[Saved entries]
==================================================
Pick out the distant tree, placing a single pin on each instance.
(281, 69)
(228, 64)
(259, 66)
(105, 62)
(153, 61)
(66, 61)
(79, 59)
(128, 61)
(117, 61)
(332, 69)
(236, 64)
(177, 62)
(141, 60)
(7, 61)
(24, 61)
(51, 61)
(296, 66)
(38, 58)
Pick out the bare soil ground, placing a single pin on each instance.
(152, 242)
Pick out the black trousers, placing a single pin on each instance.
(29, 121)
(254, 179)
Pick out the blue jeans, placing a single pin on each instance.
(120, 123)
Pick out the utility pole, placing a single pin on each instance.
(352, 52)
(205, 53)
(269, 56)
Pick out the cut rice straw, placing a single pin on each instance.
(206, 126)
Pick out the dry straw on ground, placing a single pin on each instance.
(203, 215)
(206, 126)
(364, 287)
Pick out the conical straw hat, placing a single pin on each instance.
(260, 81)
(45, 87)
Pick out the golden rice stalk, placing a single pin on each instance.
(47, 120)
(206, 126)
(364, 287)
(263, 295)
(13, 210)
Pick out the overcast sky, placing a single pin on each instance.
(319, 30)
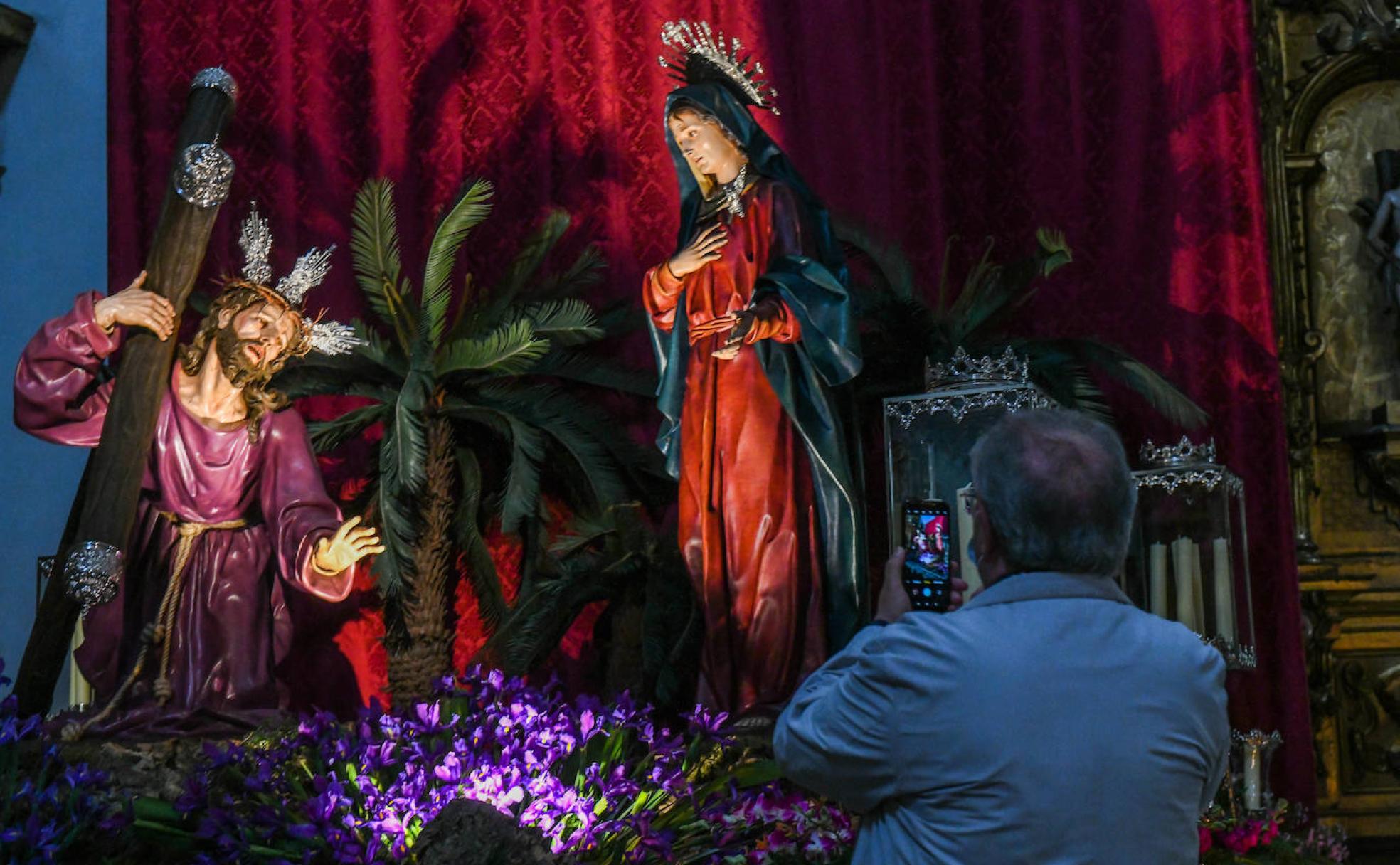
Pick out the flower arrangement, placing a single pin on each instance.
(600, 782)
(52, 808)
(1228, 837)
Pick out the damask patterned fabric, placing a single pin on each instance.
(1128, 124)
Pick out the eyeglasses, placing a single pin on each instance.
(969, 499)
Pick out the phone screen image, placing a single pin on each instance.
(927, 555)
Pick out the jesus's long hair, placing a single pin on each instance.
(258, 395)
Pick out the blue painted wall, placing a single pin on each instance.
(52, 245)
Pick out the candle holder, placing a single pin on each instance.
(928, 437)
(1251, 758)
(1189, 561)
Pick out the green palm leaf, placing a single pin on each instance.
(584, 273)
(468, 211)
(561, 418)
(331, 434)
(565, 322)
(351, 374)
(521, 494)
(598, 371)
(532, 254)
(399, 528)
(374, 248)
(409, 423)
(889, 259)
(507, 350)
(378, 350)
(467, 535)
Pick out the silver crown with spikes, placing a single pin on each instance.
(311, 267)
(700, 55)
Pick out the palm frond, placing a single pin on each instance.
==================================================
*EXERCISE INSTRUCTIONS:*
Please rewrite everything in the data from the line containing "Pick out the flower" down to the end, keeping each labeling line unchanged and increasing every number in the point coordinates by 81.

*SOLUTION BELOW:*
Pick out the flower arrangement, placing a single pin on each instance.
(681, 863)
(133, 889)
(1309, 918)
Pick out the damask patterned fabric, placing a single pin on each instance.
(1209, 205)
Pick out the eyeglasses, placing a single pin on each instance.
(1050, 580)
Pick out the phone screen image, placing a single pin on each instance.
(1008, 636)
Pick out the jesus's long hair, placing a single pin on each instance.
(339, 476)
Pick out the blue painted wall, placing a single pin on each instance.
(133, 326)
Pick out the candle holder, placing a single pin on each instance.
(1009, 518)
(1332, 839)
(1270, 642)
Pick out the green palm leaf, placing a single pin on each instance.
(665, 354)
(549, 292)
(642, 499)
(412, 515)
(646, 403)
(432, 455)
(602, 575)
(679, 452)
(613, 335)
(480, 609)
(455, 329)
(490, 504)
(970, 340)
(588, 431)
(459, 431)
(548, 616)
Pick out the silver crown with spikes, placing a single pin on each instance.
(392, 348)
(781, 136)
Pick out the palm frond, placing a single pin on each instance.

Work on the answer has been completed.